■ Record list
▼
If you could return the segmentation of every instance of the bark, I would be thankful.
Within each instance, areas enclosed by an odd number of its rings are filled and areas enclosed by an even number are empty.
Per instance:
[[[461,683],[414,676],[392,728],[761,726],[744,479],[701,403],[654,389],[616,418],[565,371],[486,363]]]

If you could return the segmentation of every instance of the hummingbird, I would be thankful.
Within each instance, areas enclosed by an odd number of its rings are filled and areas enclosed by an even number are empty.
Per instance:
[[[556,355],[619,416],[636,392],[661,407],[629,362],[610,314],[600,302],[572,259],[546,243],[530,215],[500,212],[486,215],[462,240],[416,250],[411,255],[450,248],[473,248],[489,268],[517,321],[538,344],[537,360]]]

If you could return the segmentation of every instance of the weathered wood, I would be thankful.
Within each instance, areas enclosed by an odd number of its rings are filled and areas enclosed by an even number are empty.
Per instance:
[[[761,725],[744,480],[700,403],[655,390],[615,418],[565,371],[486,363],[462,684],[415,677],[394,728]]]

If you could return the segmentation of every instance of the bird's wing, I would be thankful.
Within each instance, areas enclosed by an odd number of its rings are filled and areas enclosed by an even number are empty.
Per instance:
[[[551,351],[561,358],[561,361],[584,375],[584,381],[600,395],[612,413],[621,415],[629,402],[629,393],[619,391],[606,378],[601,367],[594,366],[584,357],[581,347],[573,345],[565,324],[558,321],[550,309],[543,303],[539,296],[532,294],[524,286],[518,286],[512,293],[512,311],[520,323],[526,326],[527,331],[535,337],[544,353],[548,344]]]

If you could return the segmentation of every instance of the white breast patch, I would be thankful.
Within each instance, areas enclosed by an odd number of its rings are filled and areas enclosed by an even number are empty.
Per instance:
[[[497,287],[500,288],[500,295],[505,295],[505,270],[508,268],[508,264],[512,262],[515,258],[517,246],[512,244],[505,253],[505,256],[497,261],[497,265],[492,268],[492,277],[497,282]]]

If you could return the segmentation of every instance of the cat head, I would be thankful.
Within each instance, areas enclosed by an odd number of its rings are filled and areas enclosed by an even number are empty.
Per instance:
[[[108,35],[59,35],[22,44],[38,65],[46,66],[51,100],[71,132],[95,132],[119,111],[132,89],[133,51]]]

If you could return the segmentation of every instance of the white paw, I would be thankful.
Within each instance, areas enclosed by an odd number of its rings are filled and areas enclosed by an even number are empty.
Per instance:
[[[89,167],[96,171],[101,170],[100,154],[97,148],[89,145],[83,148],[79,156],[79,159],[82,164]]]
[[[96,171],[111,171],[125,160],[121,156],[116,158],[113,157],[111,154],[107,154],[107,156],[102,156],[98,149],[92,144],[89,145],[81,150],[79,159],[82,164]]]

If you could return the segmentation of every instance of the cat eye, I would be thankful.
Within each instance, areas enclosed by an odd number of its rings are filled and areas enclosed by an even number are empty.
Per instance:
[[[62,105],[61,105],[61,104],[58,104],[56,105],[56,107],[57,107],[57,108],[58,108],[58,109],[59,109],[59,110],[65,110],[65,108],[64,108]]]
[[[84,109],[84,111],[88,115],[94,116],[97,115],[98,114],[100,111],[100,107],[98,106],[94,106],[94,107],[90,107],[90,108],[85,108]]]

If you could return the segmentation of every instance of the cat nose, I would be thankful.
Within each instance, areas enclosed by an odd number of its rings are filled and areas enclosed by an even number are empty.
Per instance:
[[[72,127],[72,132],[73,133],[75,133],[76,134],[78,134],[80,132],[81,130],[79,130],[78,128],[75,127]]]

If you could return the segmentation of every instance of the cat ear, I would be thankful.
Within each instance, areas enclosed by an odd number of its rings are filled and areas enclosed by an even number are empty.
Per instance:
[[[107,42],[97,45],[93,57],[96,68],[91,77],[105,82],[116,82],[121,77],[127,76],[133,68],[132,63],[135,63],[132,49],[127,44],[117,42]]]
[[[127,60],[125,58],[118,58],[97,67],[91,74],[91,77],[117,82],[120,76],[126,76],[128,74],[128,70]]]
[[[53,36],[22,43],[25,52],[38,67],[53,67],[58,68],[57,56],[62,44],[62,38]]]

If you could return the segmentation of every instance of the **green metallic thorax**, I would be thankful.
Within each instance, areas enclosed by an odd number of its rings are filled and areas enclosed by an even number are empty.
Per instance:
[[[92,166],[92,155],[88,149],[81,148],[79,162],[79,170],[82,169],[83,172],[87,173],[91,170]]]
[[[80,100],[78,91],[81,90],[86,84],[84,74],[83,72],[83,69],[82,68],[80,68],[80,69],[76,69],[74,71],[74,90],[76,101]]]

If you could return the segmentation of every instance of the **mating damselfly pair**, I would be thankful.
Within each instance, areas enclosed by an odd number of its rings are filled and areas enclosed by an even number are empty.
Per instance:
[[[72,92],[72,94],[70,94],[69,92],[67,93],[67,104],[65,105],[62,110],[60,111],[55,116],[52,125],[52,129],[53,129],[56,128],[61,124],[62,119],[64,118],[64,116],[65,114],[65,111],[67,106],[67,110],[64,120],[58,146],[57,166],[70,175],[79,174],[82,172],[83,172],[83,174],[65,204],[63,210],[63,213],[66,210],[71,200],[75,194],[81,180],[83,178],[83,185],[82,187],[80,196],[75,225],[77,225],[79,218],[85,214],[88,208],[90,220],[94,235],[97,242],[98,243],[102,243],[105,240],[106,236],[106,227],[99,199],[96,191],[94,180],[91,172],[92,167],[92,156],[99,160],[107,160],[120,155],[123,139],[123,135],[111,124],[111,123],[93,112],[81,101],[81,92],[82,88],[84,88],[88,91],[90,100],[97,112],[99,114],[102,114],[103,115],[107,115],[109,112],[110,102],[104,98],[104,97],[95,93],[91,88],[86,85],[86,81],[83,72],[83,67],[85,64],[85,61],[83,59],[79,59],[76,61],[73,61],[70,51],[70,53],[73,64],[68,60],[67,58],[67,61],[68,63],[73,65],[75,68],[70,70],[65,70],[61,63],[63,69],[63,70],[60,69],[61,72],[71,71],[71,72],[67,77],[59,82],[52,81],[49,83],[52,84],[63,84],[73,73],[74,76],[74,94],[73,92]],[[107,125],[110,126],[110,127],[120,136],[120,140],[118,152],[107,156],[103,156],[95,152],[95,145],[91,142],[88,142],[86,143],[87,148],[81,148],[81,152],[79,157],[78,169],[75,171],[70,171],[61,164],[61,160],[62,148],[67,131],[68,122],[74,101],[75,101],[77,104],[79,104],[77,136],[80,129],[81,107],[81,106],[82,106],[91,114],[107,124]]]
▲
■ Exercise requirements
Reproduce the lines of the entries above exactly, but only from the line containing "pair**, I would be thankful." through the final line.

■ Exercise output
If you could return the segmentation of every instance of the **mating damselfly pair**, I would be thankful.
Within each instance, areas enclosed by an odd number of its rings are filled and areas enclosed by an even number are empty.
Per instance:
[[[72,92],[72,94],[70,94],[69,92],[67,93],[67,104],[65,105],[62,110],[60,111],[55,116],[52,125],[52,129],[53,129],[56,128],[61,124],[62,119],[64,118],[64,116],[65,114],[65,111],[67,106],[67,110],[64,120],[58,146],[57,166],[70,175],[79,174],[82,172],[83,172],[83,174],[65,204],[63,210],[63,213],[66,210],[71,200],[75,194],[81,180],[83,178],[83,185],[82,187],[80,196],[75,225],[77,225],[79,218],[85,214],[88,208],[90,220],[94,235],[97,242],[98,243],[102,243],[105,240],[106,236],[106,227],[99,199],[96,191],[94,180],[91,172],[92,167],[92,156],[99,160],[107,160],[120,155],[123,139],[123,135],[111,124],[111,123],[93,112],[81,101],[81,92],[82,88],[84,88],[88,91],[90,100],[97,112],[99,114],[102,114],[103,115],[107,115],[109,112],[110,102],[104,98],[104,97],[95,93],[91,88],[86,85],[86,81],[83,72],[83,67],[85,64],[85,61],[83,59],[79,59],[76,61],[73,61],[70,51],[70,53],[73,64],[68,60],[67,58],[67,61],[68,63],[73,65],[75,68],[70,70],[65,70],[61,63],[63,69],[63,70],[60,69],[61,72],[71,71],[71,72],[67,77],[59,82],[52,81],[49,83],[52,84],[63,84],[73,73],[74,76],[74,94],[73,92]],[[107,125],[110,126],[110,127],[120,136],[120,140],[118,152],[107,156],[103,156],[95,152],[95,145],[91,142],[88,142],[86,143],[87,148],[81,148],[81,152],[79,157],[78,169],[75,171],[70,171],[61,164],[61,160],[62,148],[67,131],[68,122],[74,101],[75,101],[77,104],[79,104],[77,136],[80,129],[81,107],[81,106],[82,106],[91,114],[107,124]]]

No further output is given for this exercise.